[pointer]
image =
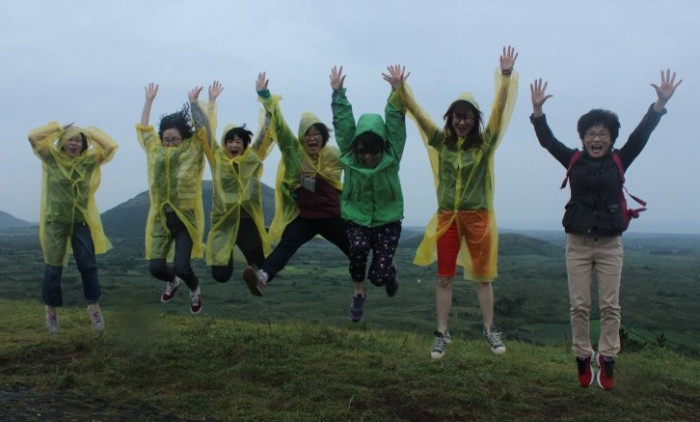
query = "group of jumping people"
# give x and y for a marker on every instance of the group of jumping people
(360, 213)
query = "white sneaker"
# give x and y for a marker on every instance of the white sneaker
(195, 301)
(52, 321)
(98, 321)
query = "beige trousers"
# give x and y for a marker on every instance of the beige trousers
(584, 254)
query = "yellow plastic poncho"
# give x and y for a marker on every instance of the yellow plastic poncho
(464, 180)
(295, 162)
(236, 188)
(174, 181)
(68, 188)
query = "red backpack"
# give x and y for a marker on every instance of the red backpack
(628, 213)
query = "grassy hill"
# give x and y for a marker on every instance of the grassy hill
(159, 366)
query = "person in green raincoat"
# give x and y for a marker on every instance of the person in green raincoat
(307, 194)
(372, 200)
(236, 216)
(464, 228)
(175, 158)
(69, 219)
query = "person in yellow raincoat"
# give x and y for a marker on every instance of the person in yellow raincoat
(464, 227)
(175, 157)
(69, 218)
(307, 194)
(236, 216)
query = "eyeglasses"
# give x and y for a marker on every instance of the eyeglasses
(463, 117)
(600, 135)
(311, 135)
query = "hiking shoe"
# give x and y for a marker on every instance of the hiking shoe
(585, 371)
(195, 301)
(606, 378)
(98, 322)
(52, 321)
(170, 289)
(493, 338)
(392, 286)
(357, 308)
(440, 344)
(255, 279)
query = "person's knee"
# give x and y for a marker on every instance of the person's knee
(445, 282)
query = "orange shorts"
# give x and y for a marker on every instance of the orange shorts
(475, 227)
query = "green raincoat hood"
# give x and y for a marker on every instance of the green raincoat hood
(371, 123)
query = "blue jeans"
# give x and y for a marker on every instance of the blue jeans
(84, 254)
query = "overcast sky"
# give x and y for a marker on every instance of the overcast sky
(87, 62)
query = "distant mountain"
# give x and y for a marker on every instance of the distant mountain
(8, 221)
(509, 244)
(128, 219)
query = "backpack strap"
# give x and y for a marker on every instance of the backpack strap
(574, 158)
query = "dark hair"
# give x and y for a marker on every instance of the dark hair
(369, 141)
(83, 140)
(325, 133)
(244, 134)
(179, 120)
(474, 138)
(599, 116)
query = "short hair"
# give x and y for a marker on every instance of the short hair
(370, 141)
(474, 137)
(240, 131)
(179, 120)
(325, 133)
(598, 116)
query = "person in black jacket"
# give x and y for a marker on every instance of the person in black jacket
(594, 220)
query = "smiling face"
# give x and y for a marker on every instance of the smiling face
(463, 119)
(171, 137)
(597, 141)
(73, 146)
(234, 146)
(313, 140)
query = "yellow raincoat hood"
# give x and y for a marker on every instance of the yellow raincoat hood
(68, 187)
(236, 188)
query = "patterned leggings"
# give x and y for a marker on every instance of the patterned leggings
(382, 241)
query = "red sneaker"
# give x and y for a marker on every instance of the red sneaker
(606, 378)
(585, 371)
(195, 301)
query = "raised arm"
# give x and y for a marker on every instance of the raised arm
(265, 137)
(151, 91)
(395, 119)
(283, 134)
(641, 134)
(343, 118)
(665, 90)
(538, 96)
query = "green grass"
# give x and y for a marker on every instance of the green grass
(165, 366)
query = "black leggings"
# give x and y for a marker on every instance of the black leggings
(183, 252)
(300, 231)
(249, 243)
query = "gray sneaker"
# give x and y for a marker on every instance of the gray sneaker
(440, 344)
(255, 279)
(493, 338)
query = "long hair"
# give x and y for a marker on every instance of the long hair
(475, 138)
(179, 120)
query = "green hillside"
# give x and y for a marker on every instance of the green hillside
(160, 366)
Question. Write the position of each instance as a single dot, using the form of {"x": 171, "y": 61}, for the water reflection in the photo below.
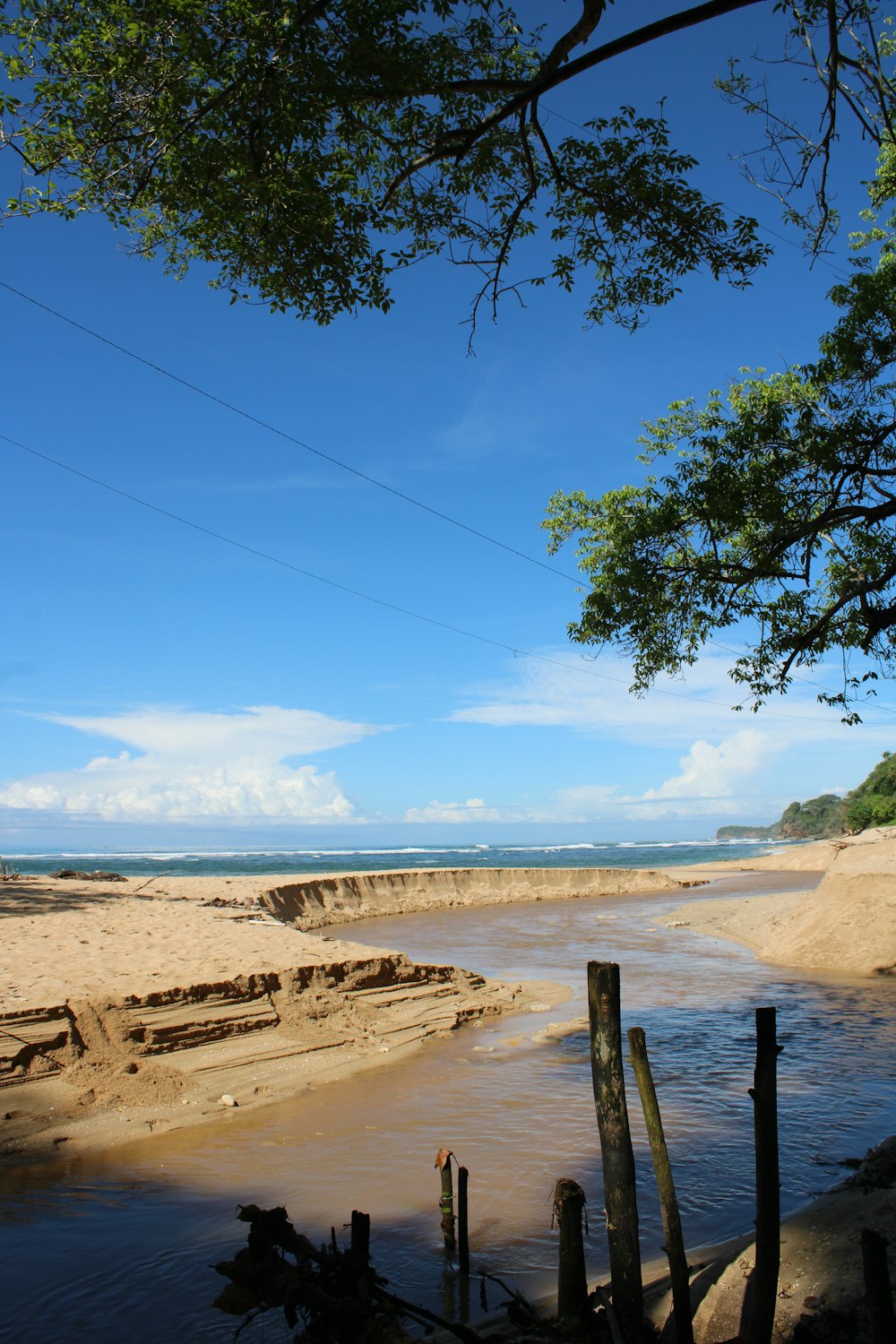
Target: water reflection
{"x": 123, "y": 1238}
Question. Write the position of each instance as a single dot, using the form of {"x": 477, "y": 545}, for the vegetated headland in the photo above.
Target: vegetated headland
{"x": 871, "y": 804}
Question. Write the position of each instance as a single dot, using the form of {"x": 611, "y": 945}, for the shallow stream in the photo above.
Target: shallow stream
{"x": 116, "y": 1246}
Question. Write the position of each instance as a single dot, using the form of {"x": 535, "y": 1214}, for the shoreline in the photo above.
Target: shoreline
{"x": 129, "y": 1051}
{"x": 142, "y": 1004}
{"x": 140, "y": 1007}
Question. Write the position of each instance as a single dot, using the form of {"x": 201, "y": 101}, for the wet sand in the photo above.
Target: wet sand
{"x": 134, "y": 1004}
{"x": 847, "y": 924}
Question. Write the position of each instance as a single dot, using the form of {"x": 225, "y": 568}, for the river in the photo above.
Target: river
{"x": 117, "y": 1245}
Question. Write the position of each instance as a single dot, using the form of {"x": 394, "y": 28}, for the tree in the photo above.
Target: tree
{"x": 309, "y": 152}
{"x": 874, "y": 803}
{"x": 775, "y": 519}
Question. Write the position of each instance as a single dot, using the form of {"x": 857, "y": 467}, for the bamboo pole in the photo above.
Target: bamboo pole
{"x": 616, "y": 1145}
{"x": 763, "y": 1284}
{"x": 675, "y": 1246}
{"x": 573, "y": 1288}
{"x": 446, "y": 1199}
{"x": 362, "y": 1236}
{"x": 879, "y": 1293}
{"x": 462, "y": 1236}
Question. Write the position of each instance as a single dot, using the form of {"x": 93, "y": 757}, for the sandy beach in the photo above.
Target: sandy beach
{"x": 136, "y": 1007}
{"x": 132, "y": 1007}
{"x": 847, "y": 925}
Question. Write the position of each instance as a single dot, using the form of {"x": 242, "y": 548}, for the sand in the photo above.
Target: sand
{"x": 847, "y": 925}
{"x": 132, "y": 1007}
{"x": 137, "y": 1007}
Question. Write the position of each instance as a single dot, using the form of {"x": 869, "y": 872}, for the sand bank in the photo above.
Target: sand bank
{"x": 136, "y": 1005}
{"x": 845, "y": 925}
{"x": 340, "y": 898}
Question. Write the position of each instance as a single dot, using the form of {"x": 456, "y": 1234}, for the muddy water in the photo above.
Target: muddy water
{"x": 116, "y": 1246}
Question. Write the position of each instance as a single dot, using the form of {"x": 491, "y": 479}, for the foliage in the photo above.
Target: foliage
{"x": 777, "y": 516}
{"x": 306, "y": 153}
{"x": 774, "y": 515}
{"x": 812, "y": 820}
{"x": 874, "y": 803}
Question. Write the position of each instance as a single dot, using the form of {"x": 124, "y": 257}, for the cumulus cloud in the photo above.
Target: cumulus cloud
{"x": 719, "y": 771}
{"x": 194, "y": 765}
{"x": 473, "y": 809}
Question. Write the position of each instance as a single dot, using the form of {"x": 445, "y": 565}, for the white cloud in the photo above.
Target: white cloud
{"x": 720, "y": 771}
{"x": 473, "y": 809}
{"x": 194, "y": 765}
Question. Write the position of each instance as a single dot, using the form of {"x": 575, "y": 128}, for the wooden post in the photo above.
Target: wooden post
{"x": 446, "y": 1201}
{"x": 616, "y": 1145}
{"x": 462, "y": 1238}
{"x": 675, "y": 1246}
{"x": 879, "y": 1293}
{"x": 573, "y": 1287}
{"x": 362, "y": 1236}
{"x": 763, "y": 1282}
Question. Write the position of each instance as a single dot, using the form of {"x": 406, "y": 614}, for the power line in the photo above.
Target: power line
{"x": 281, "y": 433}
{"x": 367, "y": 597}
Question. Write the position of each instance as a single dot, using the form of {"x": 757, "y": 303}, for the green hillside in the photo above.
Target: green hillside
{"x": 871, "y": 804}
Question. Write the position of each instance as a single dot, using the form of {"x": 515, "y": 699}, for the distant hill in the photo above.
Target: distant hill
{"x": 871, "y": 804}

○ ○ ○ ○ ○ ○ ○

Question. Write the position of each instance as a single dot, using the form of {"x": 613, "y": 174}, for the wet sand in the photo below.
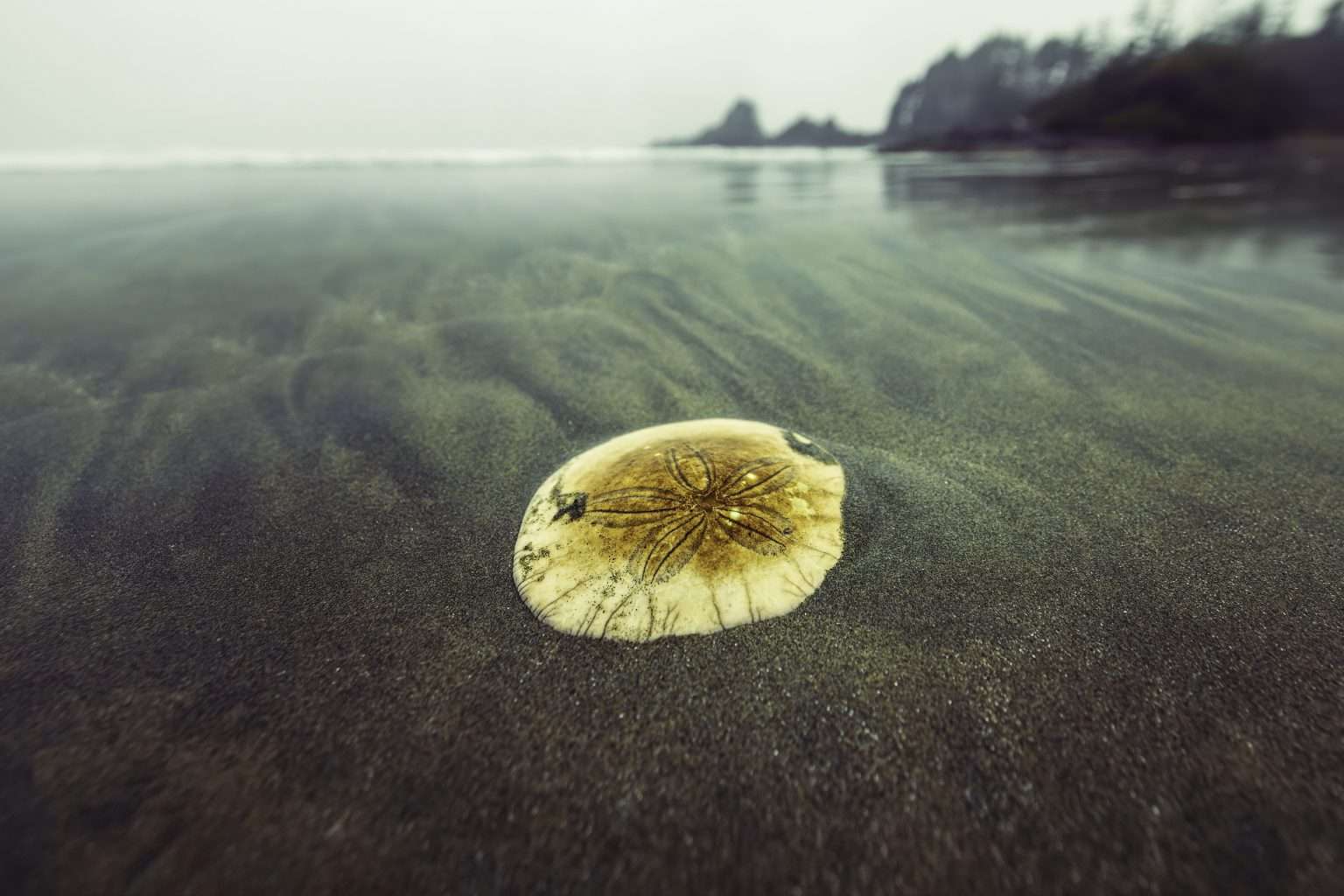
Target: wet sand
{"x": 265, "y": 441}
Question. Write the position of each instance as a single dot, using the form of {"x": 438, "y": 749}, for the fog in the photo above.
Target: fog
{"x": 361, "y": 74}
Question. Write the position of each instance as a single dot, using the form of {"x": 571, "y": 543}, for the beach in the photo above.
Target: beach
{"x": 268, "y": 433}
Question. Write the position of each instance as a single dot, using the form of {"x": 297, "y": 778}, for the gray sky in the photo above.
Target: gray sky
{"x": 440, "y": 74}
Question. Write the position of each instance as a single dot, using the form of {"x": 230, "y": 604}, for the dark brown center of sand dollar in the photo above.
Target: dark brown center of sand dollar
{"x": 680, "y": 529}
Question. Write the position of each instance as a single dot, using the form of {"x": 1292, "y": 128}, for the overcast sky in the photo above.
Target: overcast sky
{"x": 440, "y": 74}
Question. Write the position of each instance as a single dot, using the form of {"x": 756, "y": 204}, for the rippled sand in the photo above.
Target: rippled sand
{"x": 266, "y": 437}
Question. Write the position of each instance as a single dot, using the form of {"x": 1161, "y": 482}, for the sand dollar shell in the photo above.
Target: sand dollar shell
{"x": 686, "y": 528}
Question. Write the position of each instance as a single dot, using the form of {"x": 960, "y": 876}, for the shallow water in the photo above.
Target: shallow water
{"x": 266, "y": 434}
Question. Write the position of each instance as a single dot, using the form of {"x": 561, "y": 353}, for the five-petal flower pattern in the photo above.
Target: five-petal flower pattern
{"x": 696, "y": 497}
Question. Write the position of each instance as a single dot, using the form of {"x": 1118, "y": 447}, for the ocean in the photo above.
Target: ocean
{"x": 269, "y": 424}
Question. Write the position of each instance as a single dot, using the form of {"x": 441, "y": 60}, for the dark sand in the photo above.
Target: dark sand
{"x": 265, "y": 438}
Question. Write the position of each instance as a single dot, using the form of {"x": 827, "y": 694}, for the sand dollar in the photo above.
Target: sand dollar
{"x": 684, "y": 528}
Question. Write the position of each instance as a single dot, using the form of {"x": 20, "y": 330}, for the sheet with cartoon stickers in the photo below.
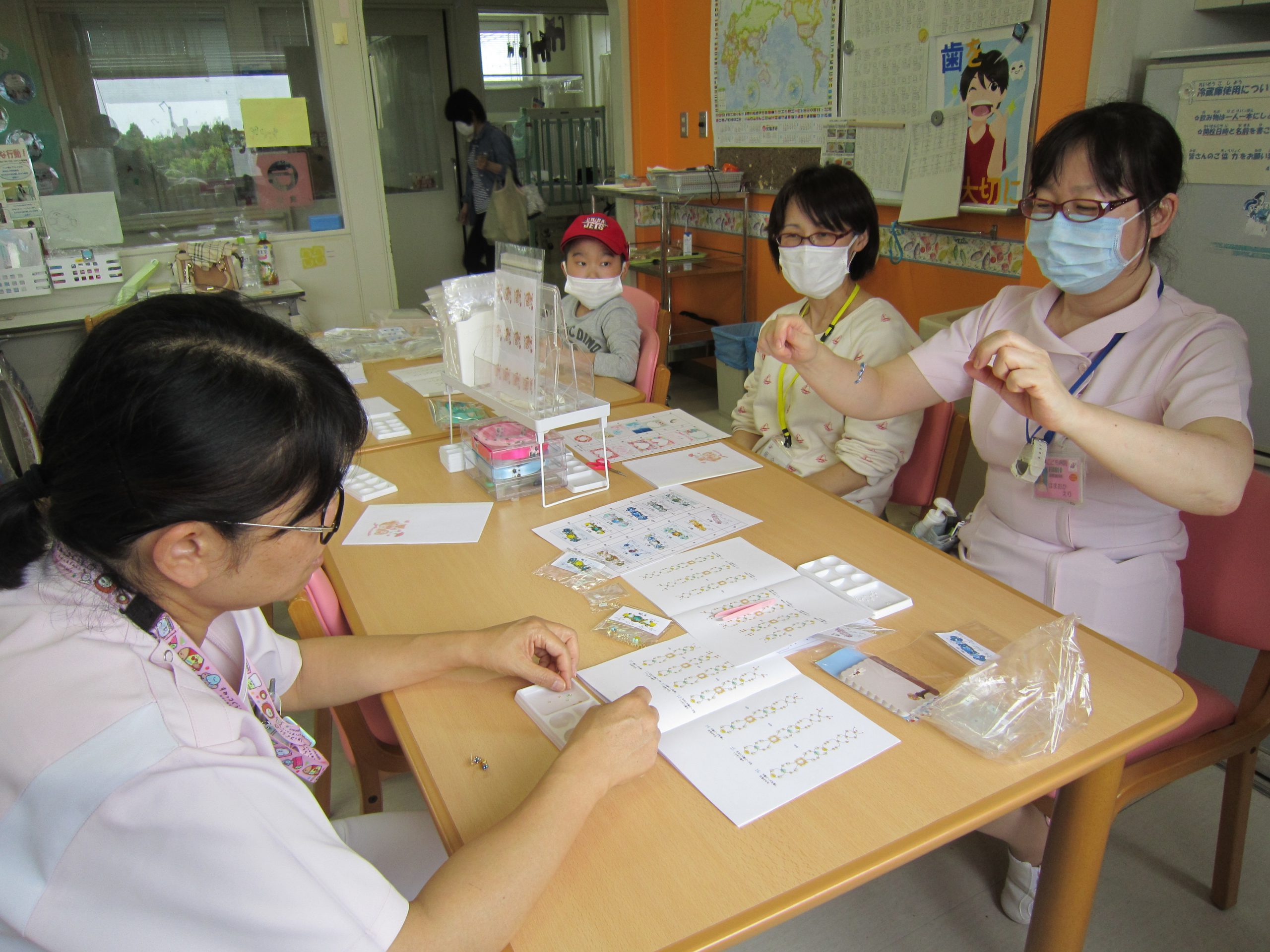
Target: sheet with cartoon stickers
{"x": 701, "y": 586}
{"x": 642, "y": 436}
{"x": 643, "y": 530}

○ ○ ○ ○ ○ ○ ○

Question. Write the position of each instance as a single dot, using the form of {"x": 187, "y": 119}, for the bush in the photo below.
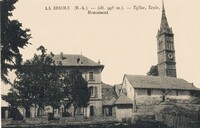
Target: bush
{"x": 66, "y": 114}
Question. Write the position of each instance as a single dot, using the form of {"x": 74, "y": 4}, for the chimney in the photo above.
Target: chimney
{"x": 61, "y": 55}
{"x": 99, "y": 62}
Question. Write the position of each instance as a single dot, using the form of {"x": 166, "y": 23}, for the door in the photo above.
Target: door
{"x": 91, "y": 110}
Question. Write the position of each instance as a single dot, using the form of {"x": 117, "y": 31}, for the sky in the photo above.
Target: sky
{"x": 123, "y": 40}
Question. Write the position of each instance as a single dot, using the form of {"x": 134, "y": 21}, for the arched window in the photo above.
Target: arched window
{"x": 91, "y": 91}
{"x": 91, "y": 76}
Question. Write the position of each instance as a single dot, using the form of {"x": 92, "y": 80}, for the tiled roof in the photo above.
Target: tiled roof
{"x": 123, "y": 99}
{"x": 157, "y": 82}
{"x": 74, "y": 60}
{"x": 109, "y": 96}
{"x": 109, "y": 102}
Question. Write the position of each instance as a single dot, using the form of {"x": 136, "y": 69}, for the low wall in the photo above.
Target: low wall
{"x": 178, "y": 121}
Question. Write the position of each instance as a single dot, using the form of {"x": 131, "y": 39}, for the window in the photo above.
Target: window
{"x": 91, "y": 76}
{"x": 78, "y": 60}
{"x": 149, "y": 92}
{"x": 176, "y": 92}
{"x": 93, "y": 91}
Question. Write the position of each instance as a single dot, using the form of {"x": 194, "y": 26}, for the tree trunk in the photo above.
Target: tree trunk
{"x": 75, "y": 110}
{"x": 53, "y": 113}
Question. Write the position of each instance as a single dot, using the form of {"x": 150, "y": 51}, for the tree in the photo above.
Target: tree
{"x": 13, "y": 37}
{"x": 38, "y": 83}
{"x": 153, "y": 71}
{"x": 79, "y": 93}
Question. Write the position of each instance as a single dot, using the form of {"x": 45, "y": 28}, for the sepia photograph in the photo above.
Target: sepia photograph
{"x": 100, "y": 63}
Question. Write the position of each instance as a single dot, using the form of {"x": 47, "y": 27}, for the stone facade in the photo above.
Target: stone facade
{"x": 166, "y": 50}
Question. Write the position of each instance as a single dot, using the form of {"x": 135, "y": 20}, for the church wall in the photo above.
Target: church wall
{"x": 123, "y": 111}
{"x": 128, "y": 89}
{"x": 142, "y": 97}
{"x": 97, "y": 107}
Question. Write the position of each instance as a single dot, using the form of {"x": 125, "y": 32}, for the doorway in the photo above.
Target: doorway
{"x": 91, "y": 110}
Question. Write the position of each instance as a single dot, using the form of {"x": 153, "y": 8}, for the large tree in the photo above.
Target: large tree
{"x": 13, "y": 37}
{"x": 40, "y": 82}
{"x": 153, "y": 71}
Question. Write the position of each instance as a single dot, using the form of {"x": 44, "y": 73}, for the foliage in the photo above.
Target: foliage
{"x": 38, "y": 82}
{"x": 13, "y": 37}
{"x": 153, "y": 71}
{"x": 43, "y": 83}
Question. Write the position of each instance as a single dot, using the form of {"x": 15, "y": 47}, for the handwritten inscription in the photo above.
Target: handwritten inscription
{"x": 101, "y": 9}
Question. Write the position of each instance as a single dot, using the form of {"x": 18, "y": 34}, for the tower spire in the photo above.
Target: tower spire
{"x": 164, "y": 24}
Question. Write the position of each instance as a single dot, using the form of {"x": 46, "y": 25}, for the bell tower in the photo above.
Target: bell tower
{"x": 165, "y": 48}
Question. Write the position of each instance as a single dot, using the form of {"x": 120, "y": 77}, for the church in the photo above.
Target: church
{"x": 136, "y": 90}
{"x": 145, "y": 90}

○ ○ ○ ○ ○ ○ ○

What the task requires:
Extract from the listing above the lines between the line containing "Target: muddy water" and the line containing "white cloud in the photo above.", keeping both of those lines. Output nothing else.

Response to the task:
Target: muddy water
{"x": 116, "y": 1246}
Question. Write the position of each instance as a single dot, using the form of {"x": 491, "y": 479}, for the foliage in the photo above.
Target: foliage
{"x": 777, "y": 516}
{"x": 306, "y": 153}
{"x": 774, "y": 515}
{"x": 812, "y": 820}
{"x": 874, "y": 803}
Question. Write the position of each instance as a single dot, using the form of {"x": 124, "y": 257}, for the cumulus cloud in the photo above.
Target: cumulus cloud
{"x": 719, "y": 771}
{"x": 194, "y": 765}
{"x": 473, "y": 809}
Question. Write the position of each instance as a single dot, using the form of {"x": 445, "y": 565}, for the white cloud in the photo above.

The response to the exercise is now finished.